| Stated goal |
Pull out each line in the items below that contains the string "fixture". Only lines where the capitalization matches count.

(Object outline annotations)
+---+
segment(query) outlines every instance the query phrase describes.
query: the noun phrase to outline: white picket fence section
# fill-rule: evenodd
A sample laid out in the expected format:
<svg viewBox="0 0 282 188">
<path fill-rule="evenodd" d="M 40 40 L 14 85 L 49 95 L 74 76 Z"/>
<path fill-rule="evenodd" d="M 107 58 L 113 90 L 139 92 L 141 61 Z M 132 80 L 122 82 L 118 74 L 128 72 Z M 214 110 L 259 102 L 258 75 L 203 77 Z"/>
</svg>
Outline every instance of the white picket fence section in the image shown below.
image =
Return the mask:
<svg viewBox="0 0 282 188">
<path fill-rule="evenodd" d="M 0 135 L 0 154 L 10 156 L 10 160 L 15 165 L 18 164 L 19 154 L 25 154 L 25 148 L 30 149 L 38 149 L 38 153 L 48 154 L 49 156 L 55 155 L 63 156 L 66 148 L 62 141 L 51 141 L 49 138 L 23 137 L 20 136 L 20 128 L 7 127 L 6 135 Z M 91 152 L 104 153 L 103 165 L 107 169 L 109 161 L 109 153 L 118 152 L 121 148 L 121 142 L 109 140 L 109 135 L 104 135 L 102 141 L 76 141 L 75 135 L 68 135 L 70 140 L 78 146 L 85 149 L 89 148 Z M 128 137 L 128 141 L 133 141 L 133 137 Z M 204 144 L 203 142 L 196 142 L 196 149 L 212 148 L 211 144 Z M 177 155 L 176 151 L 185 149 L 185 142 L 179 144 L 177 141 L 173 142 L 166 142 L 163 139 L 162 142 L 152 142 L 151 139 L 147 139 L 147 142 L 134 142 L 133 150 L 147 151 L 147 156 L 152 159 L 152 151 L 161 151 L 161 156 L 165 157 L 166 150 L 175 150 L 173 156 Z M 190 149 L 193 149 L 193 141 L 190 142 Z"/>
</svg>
+---+
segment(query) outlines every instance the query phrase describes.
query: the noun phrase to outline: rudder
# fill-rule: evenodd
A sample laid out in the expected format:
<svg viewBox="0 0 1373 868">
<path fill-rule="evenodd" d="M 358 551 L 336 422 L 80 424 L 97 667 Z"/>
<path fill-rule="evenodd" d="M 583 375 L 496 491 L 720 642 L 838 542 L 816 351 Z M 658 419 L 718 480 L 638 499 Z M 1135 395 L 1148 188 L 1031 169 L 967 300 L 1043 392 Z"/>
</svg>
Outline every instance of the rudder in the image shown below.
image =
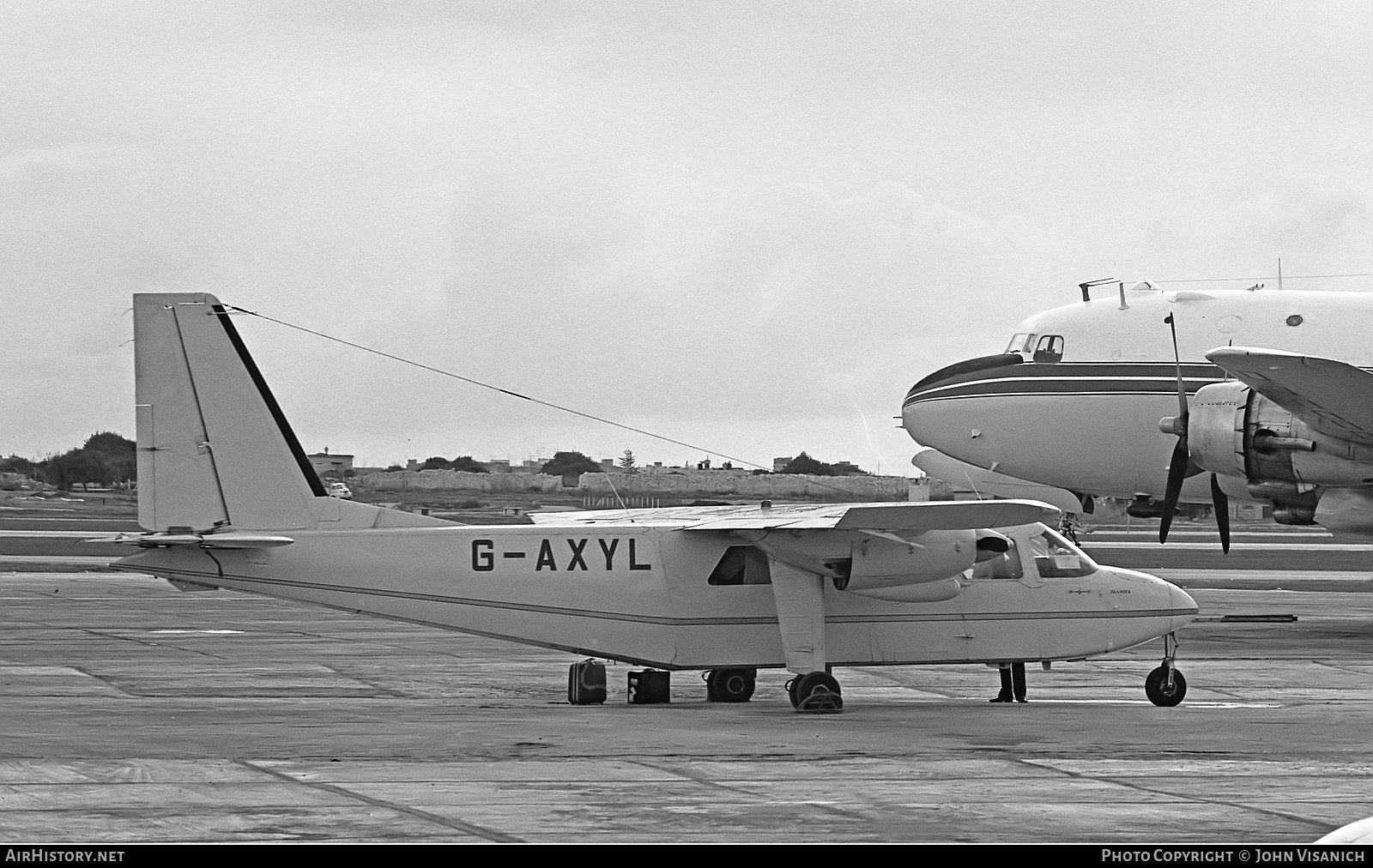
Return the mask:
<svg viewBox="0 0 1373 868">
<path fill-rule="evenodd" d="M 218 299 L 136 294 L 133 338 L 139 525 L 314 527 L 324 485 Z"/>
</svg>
+---+
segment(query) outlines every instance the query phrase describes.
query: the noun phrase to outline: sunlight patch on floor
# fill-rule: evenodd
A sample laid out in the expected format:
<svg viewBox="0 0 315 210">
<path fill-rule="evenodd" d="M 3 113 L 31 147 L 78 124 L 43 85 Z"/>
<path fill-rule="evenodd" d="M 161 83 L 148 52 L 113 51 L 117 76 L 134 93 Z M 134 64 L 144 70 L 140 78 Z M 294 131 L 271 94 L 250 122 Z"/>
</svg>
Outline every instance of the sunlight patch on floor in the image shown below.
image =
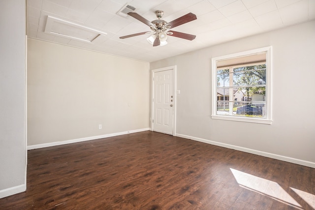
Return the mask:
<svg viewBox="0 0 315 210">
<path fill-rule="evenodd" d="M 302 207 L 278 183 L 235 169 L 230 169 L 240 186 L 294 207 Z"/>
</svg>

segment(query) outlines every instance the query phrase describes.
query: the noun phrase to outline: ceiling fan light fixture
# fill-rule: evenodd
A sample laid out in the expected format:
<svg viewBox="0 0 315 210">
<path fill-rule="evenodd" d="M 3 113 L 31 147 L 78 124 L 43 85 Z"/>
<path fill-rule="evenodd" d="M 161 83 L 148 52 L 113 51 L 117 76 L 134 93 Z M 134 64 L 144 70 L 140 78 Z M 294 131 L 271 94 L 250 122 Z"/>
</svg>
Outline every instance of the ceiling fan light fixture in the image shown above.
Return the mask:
+---+
| Correct result |
query: the noun phrase to outline: ceiling fan light fixture
Outline every instance of the ceiling fan light fixture in the image shown above.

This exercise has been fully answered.